For institutions running Microsoft 365, this means documenting Microsoft as a technology supplier with specific risk controls, monitoring the sub-processor chain (including Anthropic for Copilot users), and maintaining evidence that vendor risk assessments are current. The NCUA reported 892 cyber incidents in 2024, with 73% involving third-party vendors. Examiners are paying close attention to this category.

The Supply Chain Gap Is Wider Than You Think

Your institution likely tracks major vendors in a spreadsheet or GRC tool. CSF 2.0 requires more: documented criteria for selecting vendors, contractual cybersecurity requirements, ongoing monitoring evidence, and incident notification procedures for every supplier in the chain. If you cannot demonstrate how you monitor Microsoft's sub-processors, you have a GV.SC documentation gap.

Gap 3: Continuous Monitoring Replaces Point-in-Time Assessment

The CAT was inherently a point-in-time tool. You assessed your maturity, documented it, and revisited it annually. CSF 2.0 expects continuous improvement. The Detect function (DE) now explicitly requires ongoing monitoring and anomaly analysis, not annual scans.

This shift has real operational implications. Your examiner will ask: "How do you detect a configuration drift in your M365 security settings between exams?" If the answer is "we check during our annual assessment," that answer no longer meets the framework's expectations.

• _Goal of the exercise_
Continue the excerpt on NIST CSF 2.0 gaps for financial institutions, starting right after its last sentence.

• _Data for analysis_
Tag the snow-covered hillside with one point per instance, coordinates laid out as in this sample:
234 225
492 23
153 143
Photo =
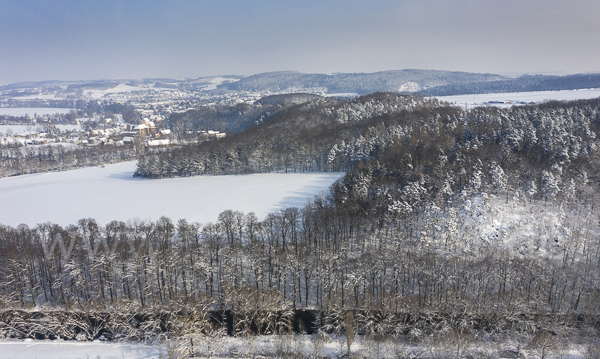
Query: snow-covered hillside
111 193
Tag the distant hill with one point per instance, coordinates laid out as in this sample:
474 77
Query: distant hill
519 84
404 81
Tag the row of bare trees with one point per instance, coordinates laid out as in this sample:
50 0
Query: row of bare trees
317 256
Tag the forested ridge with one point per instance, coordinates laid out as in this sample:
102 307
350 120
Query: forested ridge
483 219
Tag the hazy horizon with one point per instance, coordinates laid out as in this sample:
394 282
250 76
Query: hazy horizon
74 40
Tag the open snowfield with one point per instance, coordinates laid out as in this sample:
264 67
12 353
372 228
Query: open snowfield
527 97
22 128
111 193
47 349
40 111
* * *
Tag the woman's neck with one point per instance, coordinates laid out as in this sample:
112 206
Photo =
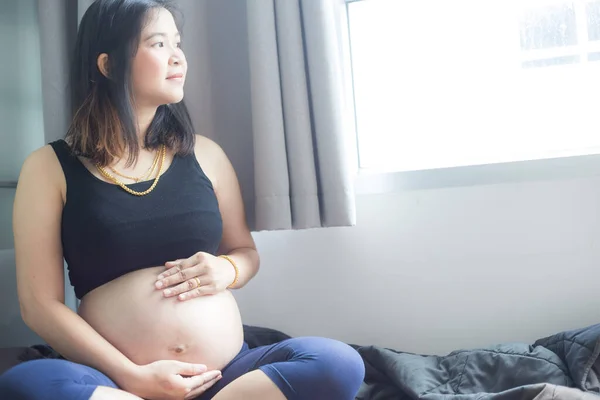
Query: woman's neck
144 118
...
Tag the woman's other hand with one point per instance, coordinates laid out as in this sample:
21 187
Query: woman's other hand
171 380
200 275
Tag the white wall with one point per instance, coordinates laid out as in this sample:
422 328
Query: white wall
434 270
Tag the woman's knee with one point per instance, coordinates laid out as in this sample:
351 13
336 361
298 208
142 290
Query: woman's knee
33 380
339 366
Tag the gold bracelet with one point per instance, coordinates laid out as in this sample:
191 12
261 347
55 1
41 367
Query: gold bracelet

• _Exercise output_
How Microsoft 365 Maps to NIST CSF 2.0

Financial institutions already own most of the technical controls CSF 2.0 requires. The issue is not missing tools. It is misconfigured tools and undocumented controls. Microsoft 365 E3 and E5 licenses include features that map directly to five of the six CSF 2.0 functions. The sixth, Govern, requires institutional policies and processes that no technology platform provides out of the box.

  • Identify: Microsoft Defender Vulnerability Management scans for asset discovery and risk identification across endpoints and cloud services.
  • Protect: Conditional Access, MFA, DLP policies, sensitivity labels, and BitLocker encryption. These cover PR.AA (access control), PR.DS (data security), and PR.PS (platform security).
  • Detect: Microsoft Defender XDR, Microsoft Sentinel (E5), and Purview Audit provide continuous threat detection, anomaly analysis, and event logging for DE.CM and DE.AE.
  • Respond: Defender incident management, automated investigation, and Purview eDiscovery for RS.MA (incident management), RS.AN (analysis), and RS.MI (mitigation).
  • Recover: SharePoint and OneDrive versioning, Exchange Online backup, and Azure backup services for RC.RP (recovery execution) and RC.CO (recovery communication).

The Govern function has no Microsoft 365 toggle. It requires documented board-approved policies, defined risk appetite, assigned cybersecurity roles, and supply chain risk management procedures. Your M365 tenant can generate the evidence (audit logs, compliance reports, configuration snapshots), but the governance framework itself must be written, approved, and maintained by your institution.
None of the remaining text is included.